Task requirements
Rewrite the items starting with the line that contains "Locate garage door" and continuing through the line that contains "[285,1129,881,1372]", replacing "produce" with "return" and leaving everything else unchanged.

-- start Records to use --

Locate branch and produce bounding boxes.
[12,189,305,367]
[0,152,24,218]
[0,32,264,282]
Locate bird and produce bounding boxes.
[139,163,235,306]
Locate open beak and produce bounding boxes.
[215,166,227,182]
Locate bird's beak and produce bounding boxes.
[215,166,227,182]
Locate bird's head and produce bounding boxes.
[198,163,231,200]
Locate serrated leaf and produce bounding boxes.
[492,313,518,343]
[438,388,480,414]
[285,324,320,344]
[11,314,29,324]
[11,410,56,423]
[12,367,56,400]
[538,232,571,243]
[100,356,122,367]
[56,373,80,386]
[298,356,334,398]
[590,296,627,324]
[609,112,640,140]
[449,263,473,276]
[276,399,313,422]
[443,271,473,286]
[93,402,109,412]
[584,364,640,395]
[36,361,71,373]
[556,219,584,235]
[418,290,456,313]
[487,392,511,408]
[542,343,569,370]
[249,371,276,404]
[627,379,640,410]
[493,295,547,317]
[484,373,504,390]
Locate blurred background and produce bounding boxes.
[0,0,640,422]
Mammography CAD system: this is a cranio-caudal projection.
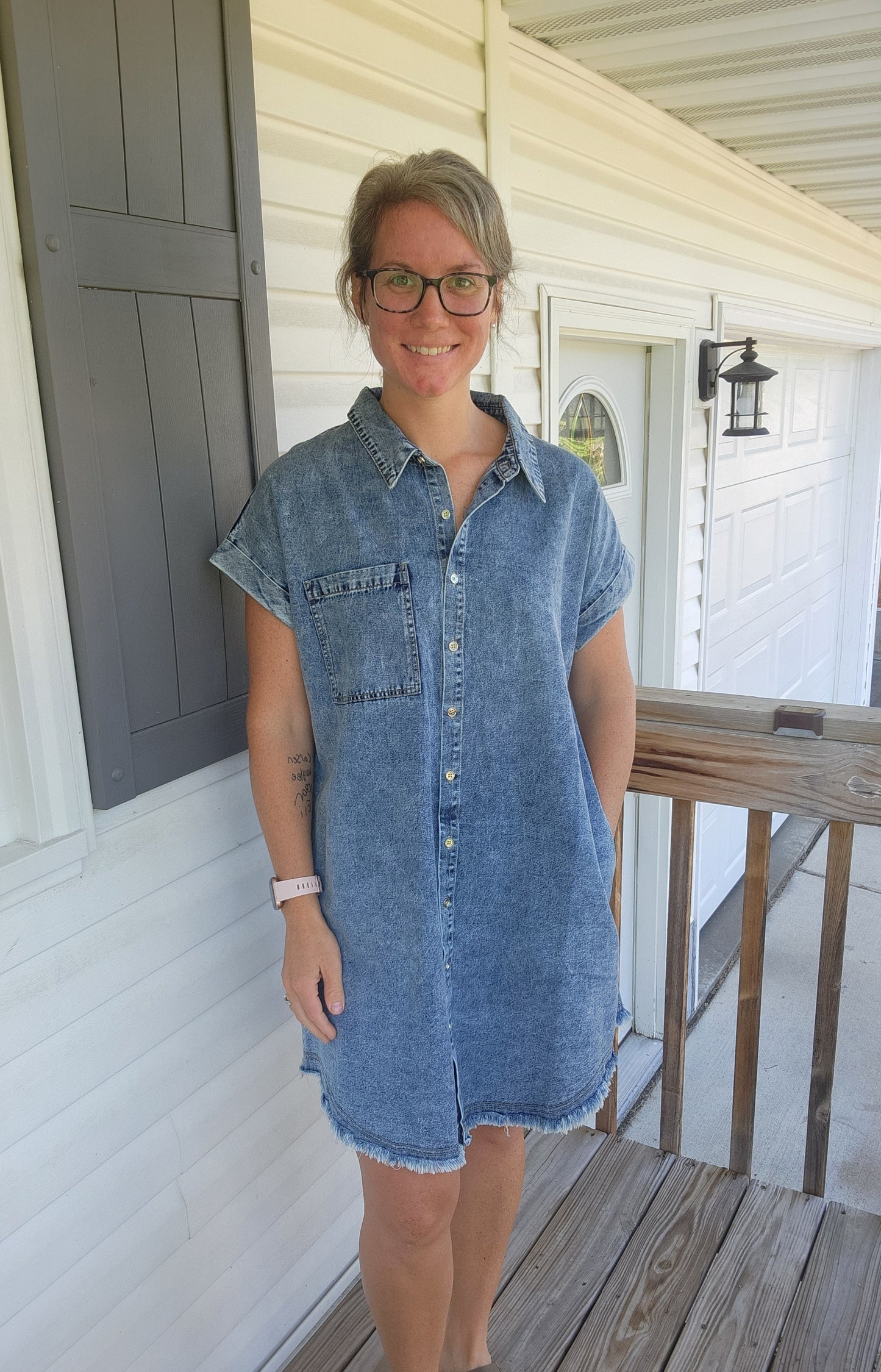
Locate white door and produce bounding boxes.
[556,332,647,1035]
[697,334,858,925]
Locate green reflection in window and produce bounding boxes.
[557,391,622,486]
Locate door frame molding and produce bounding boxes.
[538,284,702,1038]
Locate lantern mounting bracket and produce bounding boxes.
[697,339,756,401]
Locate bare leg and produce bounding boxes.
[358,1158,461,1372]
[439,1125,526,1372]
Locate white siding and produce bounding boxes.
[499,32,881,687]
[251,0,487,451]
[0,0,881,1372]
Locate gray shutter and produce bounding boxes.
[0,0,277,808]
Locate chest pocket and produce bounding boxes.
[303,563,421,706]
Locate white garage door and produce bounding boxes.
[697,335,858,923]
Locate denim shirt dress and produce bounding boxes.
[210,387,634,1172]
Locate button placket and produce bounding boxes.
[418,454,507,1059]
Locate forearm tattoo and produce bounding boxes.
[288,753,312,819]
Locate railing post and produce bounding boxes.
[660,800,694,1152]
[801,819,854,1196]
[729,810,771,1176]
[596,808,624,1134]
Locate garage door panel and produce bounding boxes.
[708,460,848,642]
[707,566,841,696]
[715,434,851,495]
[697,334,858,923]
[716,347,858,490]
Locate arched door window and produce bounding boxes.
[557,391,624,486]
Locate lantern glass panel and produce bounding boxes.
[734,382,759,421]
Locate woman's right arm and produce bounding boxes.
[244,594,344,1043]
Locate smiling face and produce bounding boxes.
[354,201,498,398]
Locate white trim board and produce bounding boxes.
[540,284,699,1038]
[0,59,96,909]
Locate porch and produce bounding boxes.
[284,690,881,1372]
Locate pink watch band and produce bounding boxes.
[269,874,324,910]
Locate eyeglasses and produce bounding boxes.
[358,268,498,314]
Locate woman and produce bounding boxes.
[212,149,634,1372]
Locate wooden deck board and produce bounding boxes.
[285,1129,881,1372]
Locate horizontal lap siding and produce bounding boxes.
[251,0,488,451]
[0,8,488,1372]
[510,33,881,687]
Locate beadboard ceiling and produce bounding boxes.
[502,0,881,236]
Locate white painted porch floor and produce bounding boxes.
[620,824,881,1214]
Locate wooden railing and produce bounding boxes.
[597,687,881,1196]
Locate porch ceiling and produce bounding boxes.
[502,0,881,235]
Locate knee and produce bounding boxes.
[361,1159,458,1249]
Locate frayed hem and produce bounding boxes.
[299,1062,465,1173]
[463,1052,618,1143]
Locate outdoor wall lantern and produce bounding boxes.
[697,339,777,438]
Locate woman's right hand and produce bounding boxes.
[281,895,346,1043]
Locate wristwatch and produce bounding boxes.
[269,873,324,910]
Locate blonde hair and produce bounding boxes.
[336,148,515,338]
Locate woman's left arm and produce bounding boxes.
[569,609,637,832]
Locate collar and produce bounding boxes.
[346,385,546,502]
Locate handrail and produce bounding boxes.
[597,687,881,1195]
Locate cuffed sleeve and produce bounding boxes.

-- end Records to use --

Exercise output
Locate garage door panel and return bounding boxes.
[708,460,848,642]
[707,566,841,696]
[715,434,851,495]
[697,334,858,923]
[716,347,858,490]
Locate arched door window and return bounding boxes.
[557,391,624,486]
Locate lantern glass panel and return bounding boxes.
[734,382,759,421]
Locate woman's right arm and return bounding boxes.
[244,594,344,1043]
Locate smiling face and return bounding boxes.
[354,201,498,398]
Locate white trim board and return bounding boxes.
[540,284,699,1038]
[0,59,96,909]
Locate porch and return bounding boxes.
[284,690,881,1372]
Locate pink watch band and return bounding boxes.
[269,874,324,910]
Locate eyeglasses and return bounding boxes.
[358,268,498,314]
Locate woman and return bounding boxes.
[212,149,634,1372]
Locate wooden deck board and return bounding boxes.
[285,1129,881,1372]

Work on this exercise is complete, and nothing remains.